== Requirement ==
The response should consist of every line below, restated exactly, with no pictures.
___ Records to use
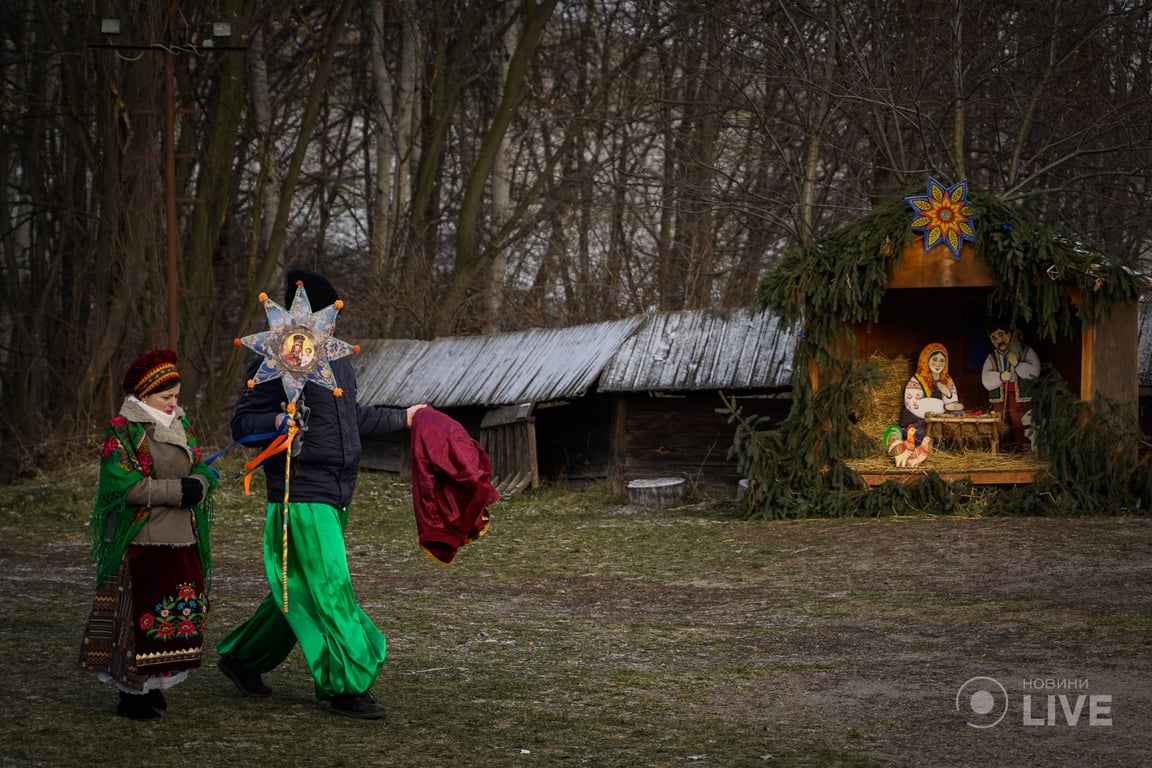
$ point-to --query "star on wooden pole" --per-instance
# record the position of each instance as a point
(298, 344)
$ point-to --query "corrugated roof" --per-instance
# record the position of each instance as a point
(706, 349)
(527, 366)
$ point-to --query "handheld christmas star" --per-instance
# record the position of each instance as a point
(298, 344)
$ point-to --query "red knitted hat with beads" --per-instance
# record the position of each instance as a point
(151, 372)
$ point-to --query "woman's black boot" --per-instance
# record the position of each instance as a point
(136, 706)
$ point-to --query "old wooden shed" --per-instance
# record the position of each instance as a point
(611, 401)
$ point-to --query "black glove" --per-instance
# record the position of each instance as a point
(191, 492)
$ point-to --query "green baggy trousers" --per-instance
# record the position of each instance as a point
(343, 648)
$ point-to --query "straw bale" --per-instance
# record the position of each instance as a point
(881, 404)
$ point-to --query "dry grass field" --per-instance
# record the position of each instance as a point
(582, 631)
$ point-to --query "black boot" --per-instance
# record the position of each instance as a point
(156, 700)
(135, 706)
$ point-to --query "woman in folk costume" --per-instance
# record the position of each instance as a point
(930, 389)
(150, 541)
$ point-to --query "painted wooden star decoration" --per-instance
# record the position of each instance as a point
(944, 215)
(298, 344)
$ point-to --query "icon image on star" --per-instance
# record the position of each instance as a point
(298, 350)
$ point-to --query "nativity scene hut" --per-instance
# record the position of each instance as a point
(937, 268)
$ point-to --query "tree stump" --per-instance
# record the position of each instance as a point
(658, 493)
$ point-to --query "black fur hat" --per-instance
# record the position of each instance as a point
(320, 293)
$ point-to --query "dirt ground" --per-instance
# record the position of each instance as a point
(946, 641)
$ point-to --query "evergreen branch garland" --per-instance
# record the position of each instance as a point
(796, 469)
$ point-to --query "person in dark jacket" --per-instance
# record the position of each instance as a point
(343, 648)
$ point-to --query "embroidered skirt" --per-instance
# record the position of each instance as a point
(149, 617)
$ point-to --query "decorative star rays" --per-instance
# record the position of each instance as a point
(298, 344)
(944, 215)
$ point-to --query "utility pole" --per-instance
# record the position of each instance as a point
(217, 32)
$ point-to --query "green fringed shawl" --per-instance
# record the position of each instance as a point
(124, 461)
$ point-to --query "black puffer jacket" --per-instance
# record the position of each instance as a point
(325, 469)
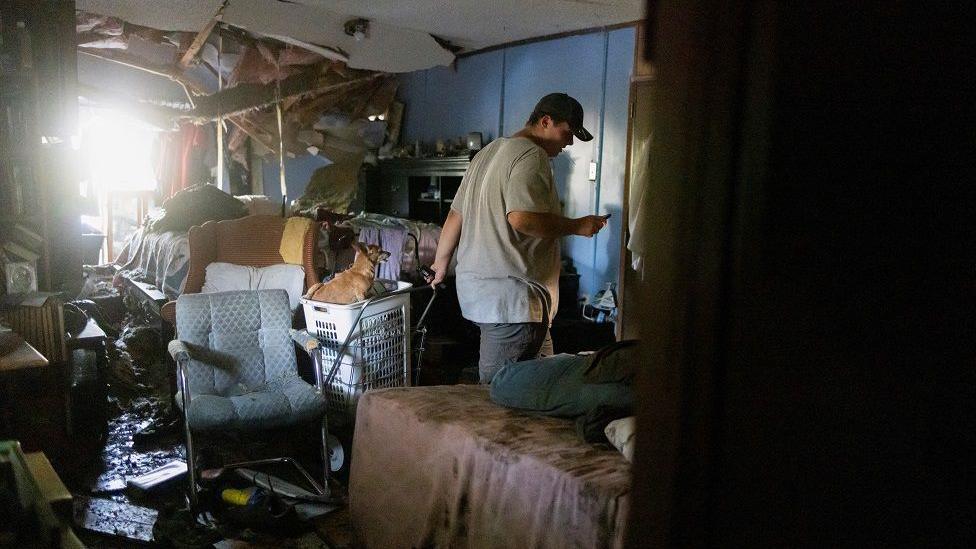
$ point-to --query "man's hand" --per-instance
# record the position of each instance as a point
(590, 225)
(547, 225)
(440, 271)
______
== Task answer ==
$ point-to --query "star on wooden pole" --per-instance
# record the position of each instance as a point
(298, 344)
$ point-to --query "corrugated roof" --per-instance
# record the position of each instance as a point
(706, 349)
(527, 366)
$ point-to --query "handheld christmas star" --per-instance
# record the position of each instance as a point
(298, 344)
$ point-to --query "red knitted hat with beads" --per-instance
# record the position of each instance as a point
(151, 372)
$ point-to --query "woman's black boot" --per-instance
# record the position of each instance as a point
(136, 706)
$ point-to --query "old wooden shed" --per-instance
# record the position of each instance as a point
(611, 401)
$ point-to --query "black glove" --per-instance
# record the position of each instance as a point
(191, 492)
$ point-to --query "green baggy trousers" --per-instance
# record the position of each instance as a point
(343, 648)
$ point-to --query "straw bale" --per-instance
# record the position of each instance as a point
(881, 404)
$ point-to --query "dry grass field" --per-instance
# record the position of each instance as a point
(582, 631)
$ point-to --query "black boot" --per-instance
# record the position of each instance as a point
(156, 700)
(135, 706)
$ point-to --query "woman in folk costume" --per-instance
# record the position of each instance as a point
(930, 389)
(150, 541)
$ point-to --query "painted wooden star decoration" --per-instance
# record the position of each instance as a point
(944, 215)
(298, 344)
$ point-to --query "icon image on star" --per-instance
# record the position of each instance as a point
(298, 350)
$ point-to --query "nativity scene hut" --per-instance
# record the position of each instance as a point
(937, 268)
$ point-to --query "tree stump" --per-instance
# record the position of each instance as a point
(658, 493)
$ point-to --query "black fur hat" --per-instance
# record the position of each instance as a point
(320, 293)
$ point-to --query "dirt ground" --per-instance
# record the position of each instance as a point
(946, 641)
$ point-to --query "evergreen branch garland" --per-instance
# record the position of each instance as a point
(796, 469)
$ point-to --query "person in dark jacket" --per-instance
# record the position of each instance as a point
(343, 648)
$ point-to --query "embroidered skirt" --per-instance
# record the position of each instance as a point
(149, 617)
$ point-to --query "decorative star rays" --per-instance
# record the position of each instance as a point
(298, 344)
(944, 215)
$ point-to --query "utility pole" --per-instance
# record the position of each instance as a point
(217, 32)
$ point-to --query "green fringed shawl" --per-instance
# record the position of each instance as a point
(124, 461)
$ point-to --query "black puffer jacket" --per-instance
# record the position of each instance as a point
(325, 469)
$ point-to --query "man's hand" --per-instance
# record the position of each instance as a point
(590, 225)
(547, 225)
(440, 271)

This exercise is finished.